(Referring expression data)
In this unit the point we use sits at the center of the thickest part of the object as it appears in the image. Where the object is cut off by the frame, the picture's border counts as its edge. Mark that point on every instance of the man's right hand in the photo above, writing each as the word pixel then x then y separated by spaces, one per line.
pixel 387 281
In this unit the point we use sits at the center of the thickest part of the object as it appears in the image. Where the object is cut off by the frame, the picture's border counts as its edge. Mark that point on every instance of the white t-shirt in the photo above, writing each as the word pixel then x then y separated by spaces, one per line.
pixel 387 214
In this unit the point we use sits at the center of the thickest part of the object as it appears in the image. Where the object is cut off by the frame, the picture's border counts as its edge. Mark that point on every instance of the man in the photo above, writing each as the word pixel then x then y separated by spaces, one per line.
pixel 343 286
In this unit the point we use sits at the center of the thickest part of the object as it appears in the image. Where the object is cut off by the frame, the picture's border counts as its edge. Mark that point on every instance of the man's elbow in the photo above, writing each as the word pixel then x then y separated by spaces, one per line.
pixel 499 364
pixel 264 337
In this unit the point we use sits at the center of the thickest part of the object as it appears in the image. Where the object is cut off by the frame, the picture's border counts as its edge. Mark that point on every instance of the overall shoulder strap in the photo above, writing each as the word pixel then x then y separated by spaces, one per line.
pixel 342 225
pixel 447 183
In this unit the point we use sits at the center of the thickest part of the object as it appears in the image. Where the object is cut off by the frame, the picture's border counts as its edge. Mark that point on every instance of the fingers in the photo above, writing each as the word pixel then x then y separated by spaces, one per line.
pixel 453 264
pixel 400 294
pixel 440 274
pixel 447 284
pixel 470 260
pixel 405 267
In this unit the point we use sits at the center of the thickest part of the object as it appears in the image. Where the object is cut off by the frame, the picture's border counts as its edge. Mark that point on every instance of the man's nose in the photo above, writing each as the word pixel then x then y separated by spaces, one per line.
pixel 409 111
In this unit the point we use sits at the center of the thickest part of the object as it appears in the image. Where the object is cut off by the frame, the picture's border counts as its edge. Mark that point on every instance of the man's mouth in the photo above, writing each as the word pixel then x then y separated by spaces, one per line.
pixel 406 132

▸ **EXERCISE DIRECTIONS**
What you return should be the records above, repeated exactly.

▸ **WRITTEN ANSWER**
In this unit the point we use sits at the center of the thickest part of the object as it appears in the image. Where the object is cut off by the frame, the picture's border counts as its edge. Mark that point on every instance of the man's right hand in the photo above, writing each as the word pixel then x then y separated by spaces, one per line.
pixel 387 281
In this unit the point we use sits at the center of the thickest part of the object as it appears in the image. Where the object is cut off by the frame, the picture's border counts as its edge. Mark that point on every instance of the white t-shirt in the photo above, writing each as the word pixel then x then y separated by spaces, one per line.
pixel 387 214
In this unit the point we use sits at the center of the thickest part of the object as it appears in the image. Where the object is cut off by the frame, the picture's border counts as its edge. Mark that point on every instance of the man in the photo above, writing each as the word pixel then x then y separated by spaces, one per line.
pixel 343 286
In this unit the point we use sits at the center of the thickest part of the object as it appears in the image. Where the object is cut off by the frame, the picture's border counts as its edge. Mark that point on every instance of the man's elbow in the photo above, writing each as the word pixel then x then y separated by spaces, one per line.
pixel 499 364
pixel 264 337
In this unit the point we use sits at the center of the thickest part of the object as it appears in the image. Where the object is cut off by the frame, the picture's border counts as its edge. Mark that point on every instance of the overall shoulder strap in the photo above, writing each as the word pixel then x then y separated by spaces, one per line.
pixel 342 225
pixel 447 183
In this unit the point we use sits at the center of the thickest part of the object as it appears in the image. Where the object is cut off by the frame, the picture's border counts as its edge. Mark that point on every instance of the fingers in the photo above, writing each as the word pixel then x then y separated by spaces, one per line.
pixel 453 264
pixel 400 294
pixel 440 274
pixel 447 284
pixel 470 260
pixel 405 267
In this unit the point we use sits at the center of the thickest part of the object as it appears in the image. Where the object is cut off by the frame, the picture's border counts as its edge. Mark that point on every instance of the man's nose in the photo above, writing each as the word pixel then x then y separated by spaces, one per line.
pixel 409 111
In this unit the point we use sits at the center of the thickest part of the object as it appears in the image. Where the object is cut off by the frame, the picture's border counts as its edge. Mark that point on every instance of the man's mouth in the photo above, writing each as the word pixel then x then y separated by spaces, one per line.
pixel 406 132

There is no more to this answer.